▶ _AIM OF THE TASK_
Reproduce verbatim everything from the line containing "Pick out the dark" down to the last line of the entries below, including both ends.

▶ _DATA RECORDS_
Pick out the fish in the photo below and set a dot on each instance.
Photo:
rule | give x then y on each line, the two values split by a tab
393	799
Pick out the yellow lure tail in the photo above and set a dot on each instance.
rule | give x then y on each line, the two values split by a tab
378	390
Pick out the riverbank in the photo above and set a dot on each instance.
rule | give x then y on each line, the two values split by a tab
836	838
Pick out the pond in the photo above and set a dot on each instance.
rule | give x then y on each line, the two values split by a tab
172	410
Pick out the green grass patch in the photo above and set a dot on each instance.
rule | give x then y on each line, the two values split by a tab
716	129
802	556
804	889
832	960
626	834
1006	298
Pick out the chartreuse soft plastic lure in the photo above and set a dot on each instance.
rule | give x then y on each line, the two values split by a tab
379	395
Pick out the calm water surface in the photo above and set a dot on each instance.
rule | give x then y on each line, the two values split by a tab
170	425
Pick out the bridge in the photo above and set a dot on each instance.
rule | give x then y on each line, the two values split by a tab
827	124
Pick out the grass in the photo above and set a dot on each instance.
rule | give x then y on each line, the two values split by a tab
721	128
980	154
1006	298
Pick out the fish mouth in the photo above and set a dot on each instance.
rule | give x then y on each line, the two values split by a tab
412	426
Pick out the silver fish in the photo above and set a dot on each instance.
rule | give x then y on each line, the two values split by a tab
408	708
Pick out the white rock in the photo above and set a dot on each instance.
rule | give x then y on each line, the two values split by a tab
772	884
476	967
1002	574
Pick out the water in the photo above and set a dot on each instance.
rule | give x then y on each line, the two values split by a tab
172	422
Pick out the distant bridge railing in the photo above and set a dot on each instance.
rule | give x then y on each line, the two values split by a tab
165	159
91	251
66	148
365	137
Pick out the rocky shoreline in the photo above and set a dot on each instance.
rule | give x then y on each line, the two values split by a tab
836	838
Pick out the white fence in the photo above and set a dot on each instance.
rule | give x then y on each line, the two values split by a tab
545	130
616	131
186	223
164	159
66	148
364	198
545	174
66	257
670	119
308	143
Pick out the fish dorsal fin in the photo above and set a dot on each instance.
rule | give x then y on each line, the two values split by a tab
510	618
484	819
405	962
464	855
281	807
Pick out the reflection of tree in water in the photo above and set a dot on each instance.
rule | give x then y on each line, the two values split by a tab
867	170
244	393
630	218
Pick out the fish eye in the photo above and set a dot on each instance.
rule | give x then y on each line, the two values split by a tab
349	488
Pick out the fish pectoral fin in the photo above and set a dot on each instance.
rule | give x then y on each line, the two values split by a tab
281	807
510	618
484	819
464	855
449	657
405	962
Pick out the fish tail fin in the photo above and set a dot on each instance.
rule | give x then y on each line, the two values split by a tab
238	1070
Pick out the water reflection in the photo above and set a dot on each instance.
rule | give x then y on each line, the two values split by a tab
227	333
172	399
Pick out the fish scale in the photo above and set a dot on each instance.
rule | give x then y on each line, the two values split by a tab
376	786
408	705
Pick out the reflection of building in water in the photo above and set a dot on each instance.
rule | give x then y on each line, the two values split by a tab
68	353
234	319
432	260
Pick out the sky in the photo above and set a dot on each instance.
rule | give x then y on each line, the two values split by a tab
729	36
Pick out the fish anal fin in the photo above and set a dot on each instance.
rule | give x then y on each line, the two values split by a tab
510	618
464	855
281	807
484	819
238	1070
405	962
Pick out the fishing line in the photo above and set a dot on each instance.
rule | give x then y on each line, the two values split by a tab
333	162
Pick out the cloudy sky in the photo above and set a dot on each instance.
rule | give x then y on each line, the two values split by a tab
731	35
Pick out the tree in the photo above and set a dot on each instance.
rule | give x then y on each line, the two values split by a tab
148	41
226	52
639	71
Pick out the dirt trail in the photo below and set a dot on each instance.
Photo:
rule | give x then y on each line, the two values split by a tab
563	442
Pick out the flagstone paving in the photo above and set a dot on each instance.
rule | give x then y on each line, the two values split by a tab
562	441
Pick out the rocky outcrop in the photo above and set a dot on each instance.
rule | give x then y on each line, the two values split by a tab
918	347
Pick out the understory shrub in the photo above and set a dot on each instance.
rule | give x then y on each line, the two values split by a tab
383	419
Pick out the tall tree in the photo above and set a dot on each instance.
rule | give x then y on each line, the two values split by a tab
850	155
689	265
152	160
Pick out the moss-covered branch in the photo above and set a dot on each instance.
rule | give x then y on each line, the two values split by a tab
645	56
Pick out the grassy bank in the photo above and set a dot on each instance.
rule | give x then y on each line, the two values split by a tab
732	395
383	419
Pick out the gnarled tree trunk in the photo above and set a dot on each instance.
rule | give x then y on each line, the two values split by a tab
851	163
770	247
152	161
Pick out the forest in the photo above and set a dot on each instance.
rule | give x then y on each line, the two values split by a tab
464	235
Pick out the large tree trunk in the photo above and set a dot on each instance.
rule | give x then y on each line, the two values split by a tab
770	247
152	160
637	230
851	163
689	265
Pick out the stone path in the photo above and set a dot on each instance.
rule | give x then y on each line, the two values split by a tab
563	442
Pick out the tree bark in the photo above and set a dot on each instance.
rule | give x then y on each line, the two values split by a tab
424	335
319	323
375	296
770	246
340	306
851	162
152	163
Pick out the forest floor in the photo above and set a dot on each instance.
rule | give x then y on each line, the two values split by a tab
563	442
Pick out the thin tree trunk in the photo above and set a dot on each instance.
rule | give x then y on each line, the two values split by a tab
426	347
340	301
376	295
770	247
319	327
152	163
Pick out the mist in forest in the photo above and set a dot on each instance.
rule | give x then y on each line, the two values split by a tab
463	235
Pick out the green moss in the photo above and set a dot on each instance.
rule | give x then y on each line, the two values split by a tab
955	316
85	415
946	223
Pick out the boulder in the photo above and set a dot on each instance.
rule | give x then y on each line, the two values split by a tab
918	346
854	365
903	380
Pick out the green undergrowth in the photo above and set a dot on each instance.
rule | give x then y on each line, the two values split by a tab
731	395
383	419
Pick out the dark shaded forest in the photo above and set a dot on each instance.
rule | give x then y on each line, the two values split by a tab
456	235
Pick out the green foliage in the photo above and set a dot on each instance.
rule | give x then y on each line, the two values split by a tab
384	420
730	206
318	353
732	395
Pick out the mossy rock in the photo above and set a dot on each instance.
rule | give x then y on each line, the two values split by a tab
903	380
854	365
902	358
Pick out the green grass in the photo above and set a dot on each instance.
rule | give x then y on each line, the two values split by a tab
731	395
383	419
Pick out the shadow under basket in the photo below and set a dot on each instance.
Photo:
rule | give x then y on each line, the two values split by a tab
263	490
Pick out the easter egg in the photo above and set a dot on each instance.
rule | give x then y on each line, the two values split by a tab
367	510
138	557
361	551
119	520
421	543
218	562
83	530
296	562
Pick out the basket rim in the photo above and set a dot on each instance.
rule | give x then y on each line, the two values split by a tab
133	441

▶ _ANSWER TO THIS PROBLEM_
Pick out the dark shaded forest in the photo above and set a dot on each instance.
rule | give x then y on each line, the two values split by a tab
456	235
Pick out the green foliage in the photo above and set a dot on each instance.
rule | give x then y on each line, the two values split by a tab
384	420
730	206
318	353
732	395
Pick out the mossy rock in the photo above and set a dot on each instance.
rule | give x then y on each line, the two values split by a tab
903	380
854	365
902	358
Pick out the green grass in the photo above and set a dot on each instance.
rule | give x then y on each line, the two values split by a tab
731	395
383	419
Pick out the shadow under basket in the photo below and set a dot on each instance.
Photo:
rule | give x then y on each line, the two values split by a tab
263	490
Pick out the easter egg in the photo above and set a dot on each instance.
rule | give x then y on each line, the two values split by a tab
367	510
138	557
361	551
119	520
421	543
218	562
83	530
296	562
Pick out the basket rim in the photo above and set a dot on each instance.
rule | give x then y on each line, the two values split by a tab
133	441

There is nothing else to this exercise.